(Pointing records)
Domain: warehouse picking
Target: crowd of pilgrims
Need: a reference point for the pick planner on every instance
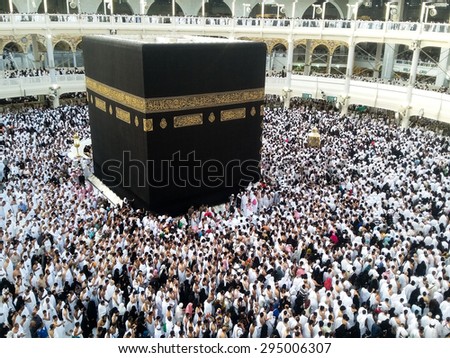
(347, 240)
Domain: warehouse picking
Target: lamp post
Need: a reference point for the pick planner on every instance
(427, 9)
(391, 9)
(142, 5)
(324, 6)
(354, 10)
(246, 9)
(316, 8)
(76, 144)
(280, 8)
(293, 8)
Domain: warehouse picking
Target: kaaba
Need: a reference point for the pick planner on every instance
(175, 121)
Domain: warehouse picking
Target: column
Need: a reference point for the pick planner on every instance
(36, 55)
(53, 90)
(412, 80)
(50, 58)
(308, 56)
(288, 83)
(348, 77)
(390, 53)
(376, 71)
(329, 61)
(74, 56)
(444, 63)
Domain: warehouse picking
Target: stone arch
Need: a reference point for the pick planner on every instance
(63, 54)
(5, 9)
(215, 9)
(320, 57)
(118, 7)
(164, 8)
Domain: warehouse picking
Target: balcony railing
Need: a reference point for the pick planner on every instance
(123, 20)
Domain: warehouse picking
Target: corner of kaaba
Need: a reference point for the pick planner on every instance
(175, 121)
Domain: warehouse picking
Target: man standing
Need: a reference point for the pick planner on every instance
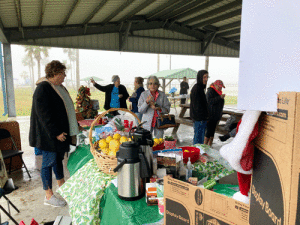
(198, 107)
(184, 86)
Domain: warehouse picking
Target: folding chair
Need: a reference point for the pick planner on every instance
(9, 154)
(7, 189)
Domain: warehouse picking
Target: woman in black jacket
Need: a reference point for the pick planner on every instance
(53, 126)
(115, 94)
(198, 107)
(215, 100)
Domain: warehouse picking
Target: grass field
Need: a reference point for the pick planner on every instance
(23, 100)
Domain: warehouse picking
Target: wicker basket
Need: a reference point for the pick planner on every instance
(105, 162)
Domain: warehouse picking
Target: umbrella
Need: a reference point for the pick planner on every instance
(89, 78)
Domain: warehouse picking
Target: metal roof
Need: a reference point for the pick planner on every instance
(195, 27)
(176, 74)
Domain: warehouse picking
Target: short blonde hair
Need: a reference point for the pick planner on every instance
(153, 78)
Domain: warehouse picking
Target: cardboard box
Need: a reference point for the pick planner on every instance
(3, 173)
(189, 204)
(275, 184)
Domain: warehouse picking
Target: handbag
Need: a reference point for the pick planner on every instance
(165, 121)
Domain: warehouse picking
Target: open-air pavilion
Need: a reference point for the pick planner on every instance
(204, 28)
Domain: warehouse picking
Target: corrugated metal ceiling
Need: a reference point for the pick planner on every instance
(209, 27)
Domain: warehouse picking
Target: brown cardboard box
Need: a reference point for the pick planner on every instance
(276, 169)
(3, 174)
(189, 204)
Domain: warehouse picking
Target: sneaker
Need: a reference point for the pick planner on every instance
(55, 202)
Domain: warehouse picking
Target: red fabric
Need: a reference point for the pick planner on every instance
(155, 95)
(244, 183)
(213, 87)
(248, 152)
(219, 83)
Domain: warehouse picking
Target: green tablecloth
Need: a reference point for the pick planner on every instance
(79, 158)
(119, 212)
(90, 195)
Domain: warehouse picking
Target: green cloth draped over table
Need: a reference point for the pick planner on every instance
(83, 192)
(91, 196)
(119, 212)
(79, 158)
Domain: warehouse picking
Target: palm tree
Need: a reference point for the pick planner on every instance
(28, 61)
(37, 53)
(72, 57)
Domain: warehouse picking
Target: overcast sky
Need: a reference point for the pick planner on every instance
(104, 64)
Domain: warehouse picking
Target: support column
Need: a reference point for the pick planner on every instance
(9, 81)
(164, 85)
(206, 62)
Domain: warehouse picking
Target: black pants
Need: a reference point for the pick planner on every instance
(211, 128)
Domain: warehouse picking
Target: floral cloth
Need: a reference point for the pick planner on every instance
(83, 192)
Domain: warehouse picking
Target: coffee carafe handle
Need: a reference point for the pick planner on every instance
(144, 166)
(123, 161)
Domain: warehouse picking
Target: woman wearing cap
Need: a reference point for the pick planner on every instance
(115, 93)
(215, 101)
(151, 104)
(134, 99)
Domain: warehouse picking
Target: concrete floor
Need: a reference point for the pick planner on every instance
(30, 195)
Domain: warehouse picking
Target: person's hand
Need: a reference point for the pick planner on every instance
(149, 99)
(62, 137)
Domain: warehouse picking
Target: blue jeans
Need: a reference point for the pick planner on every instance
(139, 115)
(199, 132)
(51, 160)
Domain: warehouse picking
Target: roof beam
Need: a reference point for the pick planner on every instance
(123, 37)
(73, 7)
(197, 9)
(120, 9)
(234, 38)
(200, 36)
(210, 39)
(230, 26)
(160, 8)
(213, 12)
(181, 10)
(42, 11)
(218, 18)
(170, 9)
(230, 32)
(19, 15)
(68, 31)
(90, 17)
(187, 31)
(137, 9)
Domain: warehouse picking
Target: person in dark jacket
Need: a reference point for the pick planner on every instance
(134, 99)
(53, 126)
(215, 100)
(184, 86)
(198, 107)
(115, 94)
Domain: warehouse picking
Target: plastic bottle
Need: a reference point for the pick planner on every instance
(189, 167)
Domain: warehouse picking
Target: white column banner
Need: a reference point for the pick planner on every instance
(269, 52)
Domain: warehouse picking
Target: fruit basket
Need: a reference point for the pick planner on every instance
(105, 160)
(158, 144)
(192, 152)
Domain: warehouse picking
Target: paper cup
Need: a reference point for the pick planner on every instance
(161, 206)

*What you need to do*. Identify every line in the data above that contains the word "kaaba", and copy each of those lines.

*Final result*.
Target: kaaba
Target: corner of kaaba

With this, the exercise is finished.